» **Pasaje mostrado**:

Sin embargo, el texto más ambicioso es probablemente la prosa delirante titulada James Joyce reencarna en libélula donde la voz del autor del Ulises se entremezcla con la de sus personajes, lo mismo habla el irlandés que Stephen Dedalus o Leopold Bloom. La manera en la que Arístides imita el monólogo interior del novelista, evoca un tipo de escritura que se entiende sólo en relación con otros textos: “algún día tal vez mi hija recupere la razón en una sonata para latigazo y hallazgo de ventarrón en el espejo avanzo decidido al equinoccio no hay mayor ventura que despertar e inhumar los libros los manuales para defender la idolatría cínica pérfida indispensable de la literatura ahogada en su propia desesperanza en sus propios alcoholes putrefactos…”

Reseñando su trabajo previo, Porfirio Hernández calificó la poesía de Arístides como “generosa”, calificativo que me parece de sumo apropiado. Hay autores que son una constante invitación al resto de la tradición literaria, cuya generosidad se revela en cómo acercan grandes obras al contexto del lector. Aquí el humor y la ironía guardan debajo de sí el gesto dadivoso de mostrar el placer de lo escrito.

» **Datos proporcionados**:
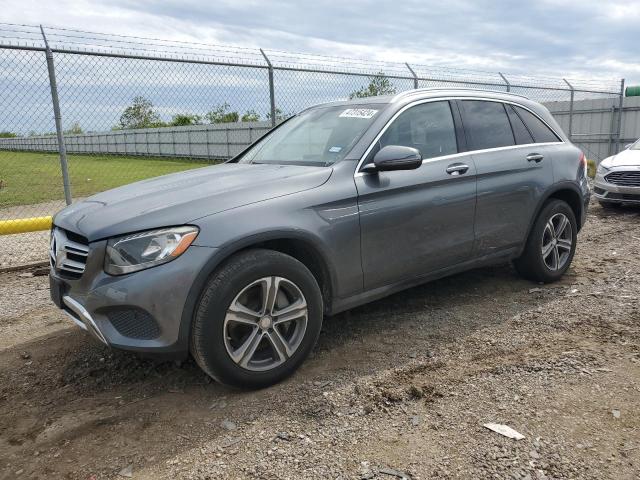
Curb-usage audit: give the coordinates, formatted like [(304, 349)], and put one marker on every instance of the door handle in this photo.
[(457, 169)]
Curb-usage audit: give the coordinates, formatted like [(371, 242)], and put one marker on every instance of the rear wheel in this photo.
[(551, 244), (258, 318)]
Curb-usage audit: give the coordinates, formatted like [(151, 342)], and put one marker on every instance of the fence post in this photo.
[(413, 74), (272, 98), (505, 81), (58, 119), (620, 111), (570, 108)]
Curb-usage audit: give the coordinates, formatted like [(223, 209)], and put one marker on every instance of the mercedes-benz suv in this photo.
[(340, 205)]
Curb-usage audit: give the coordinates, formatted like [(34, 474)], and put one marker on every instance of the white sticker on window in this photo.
[(358, 113)]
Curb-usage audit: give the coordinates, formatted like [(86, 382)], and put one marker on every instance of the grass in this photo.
[(28, 178)]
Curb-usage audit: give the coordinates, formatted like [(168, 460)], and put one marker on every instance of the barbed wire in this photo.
[(62, 38)]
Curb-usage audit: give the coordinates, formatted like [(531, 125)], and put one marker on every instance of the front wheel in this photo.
[(258, 318), (551, 244)]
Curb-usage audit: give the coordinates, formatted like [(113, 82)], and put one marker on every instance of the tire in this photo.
[(538, 265), (234, 338)]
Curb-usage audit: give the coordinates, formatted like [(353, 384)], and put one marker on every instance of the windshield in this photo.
[(318, 137)]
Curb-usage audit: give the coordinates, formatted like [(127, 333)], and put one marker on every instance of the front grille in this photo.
[(68, 253), (623, 196), (134, 323), (624, 179)]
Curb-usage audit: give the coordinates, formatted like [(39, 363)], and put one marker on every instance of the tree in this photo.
[(379, 84), (221, 114), (75, 129), (140, 114), (251, 116), (183, 119)]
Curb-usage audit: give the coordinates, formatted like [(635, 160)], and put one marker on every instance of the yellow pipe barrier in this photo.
[(23, 225)]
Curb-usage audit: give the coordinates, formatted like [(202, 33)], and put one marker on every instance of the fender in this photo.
[(221, 254)]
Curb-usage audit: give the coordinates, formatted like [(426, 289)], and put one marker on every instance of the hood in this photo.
[(182, 198), (624, 158)]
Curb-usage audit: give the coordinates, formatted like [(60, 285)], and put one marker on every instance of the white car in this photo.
[(618, 178)]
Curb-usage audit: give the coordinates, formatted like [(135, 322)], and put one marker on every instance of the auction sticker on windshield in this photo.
[(358, 113)]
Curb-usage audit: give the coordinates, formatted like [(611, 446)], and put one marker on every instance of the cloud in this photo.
[(592, 39)]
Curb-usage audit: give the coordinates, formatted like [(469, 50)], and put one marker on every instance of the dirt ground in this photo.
[(399, 388)]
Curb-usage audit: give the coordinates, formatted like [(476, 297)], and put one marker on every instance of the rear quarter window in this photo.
[(486, 124), (520, 131), (541, 133)]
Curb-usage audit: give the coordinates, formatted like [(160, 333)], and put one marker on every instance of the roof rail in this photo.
[(417, 91)]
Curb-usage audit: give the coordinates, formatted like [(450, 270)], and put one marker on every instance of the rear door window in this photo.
[(541, 133), (428, 127), (520, 131), (486, 124)]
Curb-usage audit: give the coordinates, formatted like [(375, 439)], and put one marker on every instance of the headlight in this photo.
[(602, 169), (138, 251)]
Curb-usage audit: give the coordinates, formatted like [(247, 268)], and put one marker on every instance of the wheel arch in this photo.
[(566, 191), (299, 245)]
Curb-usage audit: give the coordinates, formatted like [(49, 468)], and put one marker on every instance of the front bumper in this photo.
[(608, 192), (141, 311)]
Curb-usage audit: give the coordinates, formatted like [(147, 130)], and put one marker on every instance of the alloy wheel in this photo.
[(265, 323), (557, 240)]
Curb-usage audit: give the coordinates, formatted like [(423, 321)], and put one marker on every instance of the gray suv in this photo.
[(340, 205)]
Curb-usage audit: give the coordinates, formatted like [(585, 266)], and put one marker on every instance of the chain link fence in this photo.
[(131, 108)]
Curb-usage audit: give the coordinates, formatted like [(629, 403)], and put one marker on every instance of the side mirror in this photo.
[(395, 157)]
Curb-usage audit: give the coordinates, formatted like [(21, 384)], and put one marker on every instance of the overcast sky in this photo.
[(586, 38)]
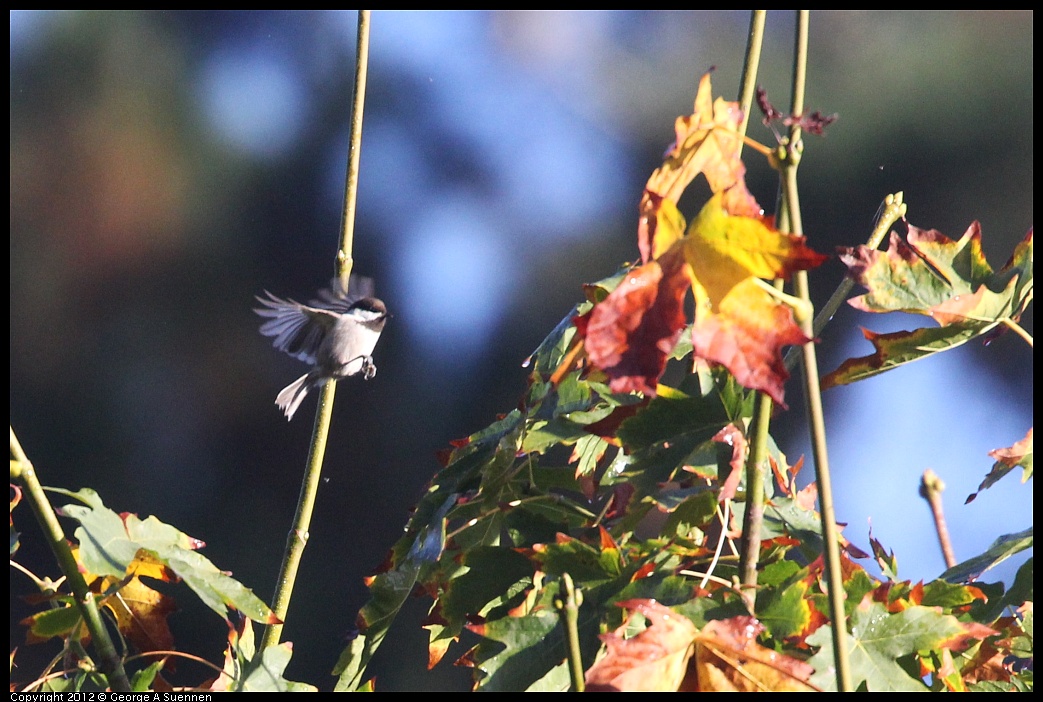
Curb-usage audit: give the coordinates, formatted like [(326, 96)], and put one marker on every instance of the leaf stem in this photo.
[(297, 538), (791, 208), (108, 659)]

» **Instrucciones**:
1: Responde estas preguntas a partir de la reseña sobre la obra de Arístides:
(a) ¿Cómo se titula la prosa que la reseña considera probablemente el texto más ambicioso?
(b) ¿Qué personajes del Ulises se mencionan junto a la voz del irlandés?
(c) ¿Qué calificativo usó Porfirio Hernández para la poesía de Arístides?
2: Escribe lo que sigue en la reseña sobre la obra de Arístides, a partir de su última oración.
Los registros no guardan relación con la reseña sobre la obra de Arístides.

» **Respuestas del ejercicio**:
1:
(a) James Joyce reencarna en libélula.
(b) Stephen Dedalus y Leopold Bloom.
(c) "Generosa".

2:
Un libro como este es esperable de César, quien, desde su labor de editor, se ha convertido en uno de nuestros grandes promotores de la lectura. Es uno de esos raros entusiastas al que ningún género le es ajeno, mostrando la misma pasión a la poesía que a la escritura experimental o a la novela histórica.

Cualquier conversación con César, así sea para discutir sobre futbol o los Rolling Stones (temas de los cuales es apasionado), termina por ser una plática de literatura, ya sea de novedades editoriales o de los grandes hitos de la tradición.

Me queda claro que esta es una cualidad que se extiende a su propia escritura, la cual, como él, nos habla con gran entusiasmo de lo que está leyendo.